This recipe comes to us from Mark Bello of Pizza a Casa, a pizzamaking school and pizza-supply store in New York City. Bello notes that for the final product, you should use coarsely ground pork with a meat-to-fat ratio of 3:1.
Par-cooking it first in patty form (rather than loose in the pan) helps it retain juiciness and creates a large mass that you then break up into grape-size chunks for your pizza. Cook to just above pink.
The seasoning measurements here are for 1 pound of ground pork. Size them up proportionally if you're making larger batches.
1 pound coarsely ground pork
1 tablespoon fennel seeds
1 teaspoon sea salt
1 teaspoon crushed red pepper flakes
1 teaspoon garlic powder
In a large bowl, mix all ingredients together well. Form into a single 1-inch-thick patty, and par-cook in a skillet over medium-high heat to just above pink, about 2 minutes per side.

The problem >> Say whether each statement agrees with the pizza pork recipe above, answering yes or no and quoting the words of the recipe that decide it: (a) The seasoning amounts are for 1 pound of ground pork. (b) The pork is par-cooked loose in the pan. (c) The patty is cooked for about 2 minutes per side.

[Position annotation records]
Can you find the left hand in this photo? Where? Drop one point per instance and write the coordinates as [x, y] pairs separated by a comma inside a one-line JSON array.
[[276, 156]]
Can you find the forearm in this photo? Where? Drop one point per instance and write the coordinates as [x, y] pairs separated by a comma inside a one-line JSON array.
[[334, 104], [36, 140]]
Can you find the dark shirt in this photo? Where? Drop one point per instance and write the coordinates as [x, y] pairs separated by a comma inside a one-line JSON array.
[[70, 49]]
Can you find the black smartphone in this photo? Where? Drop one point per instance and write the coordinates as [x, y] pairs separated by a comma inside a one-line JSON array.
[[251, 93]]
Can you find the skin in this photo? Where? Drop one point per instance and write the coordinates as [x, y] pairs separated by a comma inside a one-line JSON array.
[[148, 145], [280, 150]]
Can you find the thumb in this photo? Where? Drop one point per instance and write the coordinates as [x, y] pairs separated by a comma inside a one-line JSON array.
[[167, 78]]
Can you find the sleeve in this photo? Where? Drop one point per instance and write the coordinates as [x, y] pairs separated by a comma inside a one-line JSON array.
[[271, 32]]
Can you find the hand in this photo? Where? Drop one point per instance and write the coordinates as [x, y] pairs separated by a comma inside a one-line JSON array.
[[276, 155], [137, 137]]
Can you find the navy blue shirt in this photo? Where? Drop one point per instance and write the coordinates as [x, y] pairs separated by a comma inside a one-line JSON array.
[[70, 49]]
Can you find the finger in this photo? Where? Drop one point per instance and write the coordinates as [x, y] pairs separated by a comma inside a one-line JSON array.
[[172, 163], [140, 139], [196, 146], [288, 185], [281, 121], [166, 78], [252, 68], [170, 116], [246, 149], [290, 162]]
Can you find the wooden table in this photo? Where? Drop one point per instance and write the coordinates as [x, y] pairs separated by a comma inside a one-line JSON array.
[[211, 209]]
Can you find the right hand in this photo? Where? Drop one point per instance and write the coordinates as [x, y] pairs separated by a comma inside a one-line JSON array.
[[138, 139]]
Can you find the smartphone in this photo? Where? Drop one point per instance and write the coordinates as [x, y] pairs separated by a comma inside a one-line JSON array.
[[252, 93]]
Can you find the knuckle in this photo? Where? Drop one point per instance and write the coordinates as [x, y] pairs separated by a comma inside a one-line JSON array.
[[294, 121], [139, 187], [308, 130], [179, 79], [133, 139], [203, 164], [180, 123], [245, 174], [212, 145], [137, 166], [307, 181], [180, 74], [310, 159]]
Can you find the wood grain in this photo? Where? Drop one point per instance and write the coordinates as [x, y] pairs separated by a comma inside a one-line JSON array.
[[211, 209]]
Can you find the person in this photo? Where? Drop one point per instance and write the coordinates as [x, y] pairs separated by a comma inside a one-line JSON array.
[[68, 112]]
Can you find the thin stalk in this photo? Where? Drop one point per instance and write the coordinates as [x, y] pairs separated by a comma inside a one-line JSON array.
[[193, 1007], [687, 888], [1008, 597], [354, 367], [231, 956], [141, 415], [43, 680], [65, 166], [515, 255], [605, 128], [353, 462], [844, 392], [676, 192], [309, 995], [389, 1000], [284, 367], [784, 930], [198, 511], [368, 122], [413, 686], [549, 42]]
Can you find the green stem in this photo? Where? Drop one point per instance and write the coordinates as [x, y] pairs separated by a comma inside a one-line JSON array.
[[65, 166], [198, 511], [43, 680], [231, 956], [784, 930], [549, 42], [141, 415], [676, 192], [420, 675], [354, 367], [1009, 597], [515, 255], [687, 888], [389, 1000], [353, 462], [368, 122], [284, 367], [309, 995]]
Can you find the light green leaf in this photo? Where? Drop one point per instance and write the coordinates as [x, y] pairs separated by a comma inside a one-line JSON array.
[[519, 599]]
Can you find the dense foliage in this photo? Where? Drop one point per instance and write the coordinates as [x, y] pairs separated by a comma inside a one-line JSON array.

Output >>
(a) Yes: "The seasoning measurements here are for 1 pound of ground pork."
(b) No: "Par-cooking it first in patty form (rather than loose in the pan)"
(c) Yes: "about 2 minutes per side"